# Exercise requirements
(1) Duplicate everything in the jokes thread from "May 3, 20205 yr Popular Post This" down to "off my shoulders.".
(2) Pick up the jokes thread after its last line and keep it going.

# Page extract
--*--
May 3, 20205 yr Popular Post This whole Covid-19 thing must be extremely stressful for the Flat Earthers. The fear of social distancing measures could push these people over the edge.
May 3, 20205 yr Popular Post My parrot died at the weekend because of extreme obesity. I'm sad, but it's really a weight off my shoulders.
May 3, 20205 yr Popular Post An undertaker arrives home from work one day sporting a lovely black eye. "What happened to you?" asks his wife. "Well, the police called me to the Grand Hotel today. They'd found a dead guy in his room with a large erection and they were having trouble fitting him into the body bag. They needed my help." "So?" says the wife. "So I went to the room and, sure enough, the guy was lying there with the biggest erection I've ever seen. I grabbed it with both hands and tried to break it in two." "Ok," says the wife, "but how did you get the black eye?" "I was in the wrong room."
--*--
# Provided records

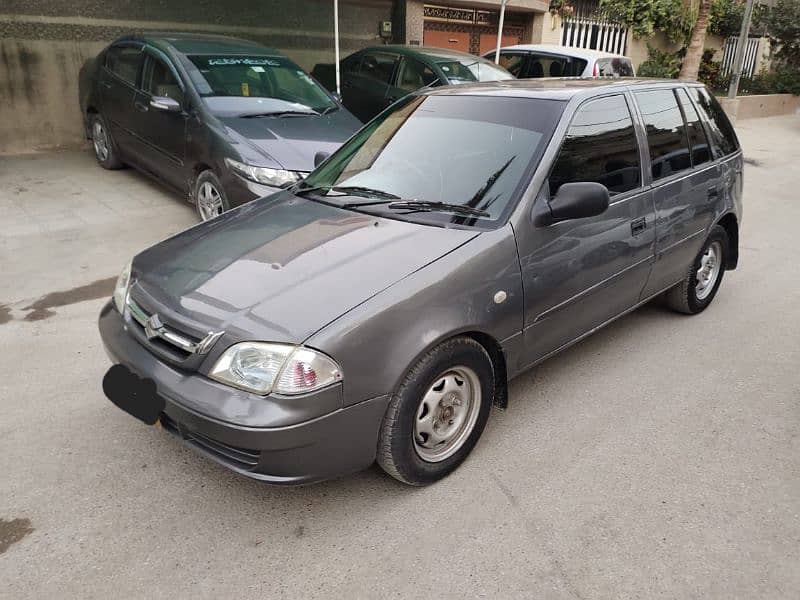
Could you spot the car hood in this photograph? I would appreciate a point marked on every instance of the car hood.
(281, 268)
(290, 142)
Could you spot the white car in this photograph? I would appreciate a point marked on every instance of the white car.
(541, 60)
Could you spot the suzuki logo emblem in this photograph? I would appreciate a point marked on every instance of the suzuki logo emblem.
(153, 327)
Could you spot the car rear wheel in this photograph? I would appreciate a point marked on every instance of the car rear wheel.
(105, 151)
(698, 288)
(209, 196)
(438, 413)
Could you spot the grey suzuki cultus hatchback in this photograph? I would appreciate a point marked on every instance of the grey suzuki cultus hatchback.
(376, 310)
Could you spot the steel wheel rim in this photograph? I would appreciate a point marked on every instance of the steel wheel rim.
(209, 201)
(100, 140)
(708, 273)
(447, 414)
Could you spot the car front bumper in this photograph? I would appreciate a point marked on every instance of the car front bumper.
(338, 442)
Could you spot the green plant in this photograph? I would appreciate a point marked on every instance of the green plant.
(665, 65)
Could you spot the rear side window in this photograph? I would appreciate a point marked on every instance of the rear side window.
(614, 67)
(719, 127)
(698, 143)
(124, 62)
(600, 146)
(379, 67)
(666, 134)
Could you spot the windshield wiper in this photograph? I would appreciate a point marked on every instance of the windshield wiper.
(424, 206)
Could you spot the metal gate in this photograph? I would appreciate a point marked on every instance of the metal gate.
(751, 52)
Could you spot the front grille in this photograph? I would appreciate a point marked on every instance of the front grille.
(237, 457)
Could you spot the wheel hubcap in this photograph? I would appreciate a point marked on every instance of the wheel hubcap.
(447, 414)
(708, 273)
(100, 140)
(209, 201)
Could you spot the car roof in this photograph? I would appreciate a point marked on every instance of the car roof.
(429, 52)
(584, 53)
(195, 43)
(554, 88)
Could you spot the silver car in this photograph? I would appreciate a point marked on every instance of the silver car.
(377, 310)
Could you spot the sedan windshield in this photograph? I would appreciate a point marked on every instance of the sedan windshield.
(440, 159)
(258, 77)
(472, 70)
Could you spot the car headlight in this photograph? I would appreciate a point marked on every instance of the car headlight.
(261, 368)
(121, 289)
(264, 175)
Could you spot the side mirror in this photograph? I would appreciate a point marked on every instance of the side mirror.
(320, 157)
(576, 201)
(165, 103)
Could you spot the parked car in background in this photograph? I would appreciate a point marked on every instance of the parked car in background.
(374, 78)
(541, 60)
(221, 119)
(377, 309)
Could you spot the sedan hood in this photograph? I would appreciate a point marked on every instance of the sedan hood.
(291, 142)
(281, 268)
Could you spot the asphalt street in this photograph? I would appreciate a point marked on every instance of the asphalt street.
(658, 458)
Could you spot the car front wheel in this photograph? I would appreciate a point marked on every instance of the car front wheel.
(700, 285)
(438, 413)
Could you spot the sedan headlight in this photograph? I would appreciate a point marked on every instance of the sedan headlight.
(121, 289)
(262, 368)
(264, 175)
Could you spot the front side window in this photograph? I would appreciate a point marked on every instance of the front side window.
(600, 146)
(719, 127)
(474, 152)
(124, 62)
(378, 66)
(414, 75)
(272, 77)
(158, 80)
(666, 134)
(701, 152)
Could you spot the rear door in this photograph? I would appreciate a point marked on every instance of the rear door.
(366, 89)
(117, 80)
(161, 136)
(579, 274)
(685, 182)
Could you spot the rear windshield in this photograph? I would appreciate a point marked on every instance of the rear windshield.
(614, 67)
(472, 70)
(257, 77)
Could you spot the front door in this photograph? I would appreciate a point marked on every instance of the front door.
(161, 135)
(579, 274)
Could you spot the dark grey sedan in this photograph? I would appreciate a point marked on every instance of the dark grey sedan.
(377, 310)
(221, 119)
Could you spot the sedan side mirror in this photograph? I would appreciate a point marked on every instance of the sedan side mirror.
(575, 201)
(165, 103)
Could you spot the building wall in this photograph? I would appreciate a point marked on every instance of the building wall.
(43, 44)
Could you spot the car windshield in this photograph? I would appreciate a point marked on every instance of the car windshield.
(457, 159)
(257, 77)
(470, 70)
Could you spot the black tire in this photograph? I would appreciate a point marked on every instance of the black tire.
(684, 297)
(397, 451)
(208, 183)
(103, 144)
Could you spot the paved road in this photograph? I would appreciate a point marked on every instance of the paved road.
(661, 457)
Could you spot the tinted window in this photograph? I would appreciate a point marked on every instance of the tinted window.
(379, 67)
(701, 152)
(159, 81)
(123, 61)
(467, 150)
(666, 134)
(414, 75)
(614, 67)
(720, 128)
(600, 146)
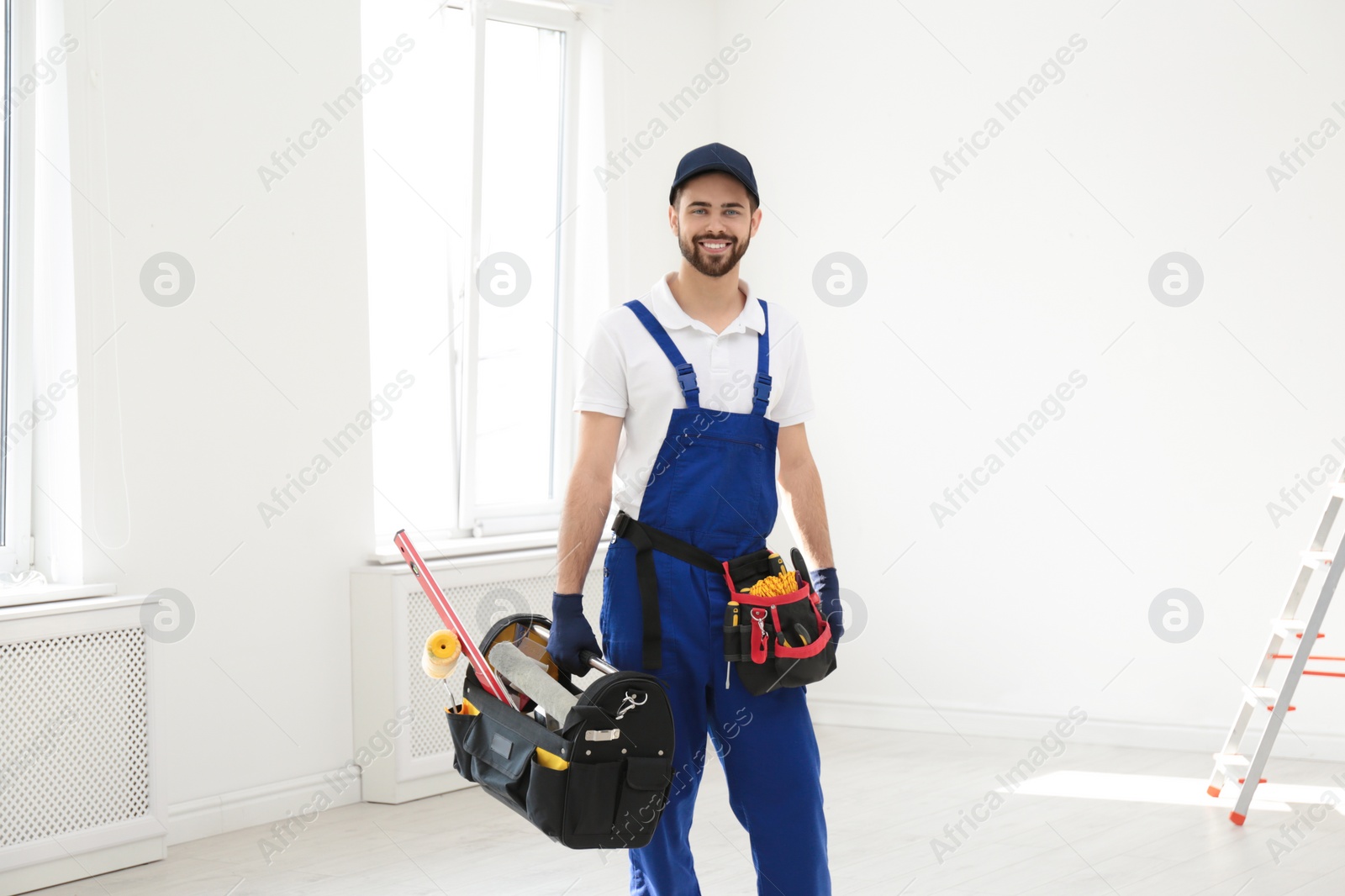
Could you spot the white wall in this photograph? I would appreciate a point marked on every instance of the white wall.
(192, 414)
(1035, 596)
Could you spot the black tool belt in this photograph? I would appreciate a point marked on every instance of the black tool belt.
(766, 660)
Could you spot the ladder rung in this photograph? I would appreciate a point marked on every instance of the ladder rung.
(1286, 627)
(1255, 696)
--*--
# Task-by-task outputs
(1)
May 3, 20205 yr Popular Post This whole Covid-19 thing must be extremely stressful for the Flat Earthers. The fear of social distancing measures could push these people over the edge.
May 3, 20205 yr Popular Post My parrot died at the weekend because of extreme obesity. I'm sad, but it's really a weight off my shoulders.

(2)
May 3, 20205 yr Popular Post A bloke finds an old lamp and gives it a wipe to clean it, and out pops a genie. "You have three wishes", said the genie, "use them wisely." The bloke says "I wish you were <deleted> at maths." "What a waste of a wish", the genie replies, "now you've only got nine left."
May 3, 20205 yr 1 hour ago, ballpoint said: This whole Covid-19 thing must be extremely stressful for the Flat Earthers. The fear of social distancing measures could push these people over the edge. One of the good ones. ????
May 3, 20205 yr A husband and wife are trying to set up a new password for their computer. The husband puts, “Mypenis,” The wife falls on the ground laughing because on the screen it says, “Error. Not long enough.”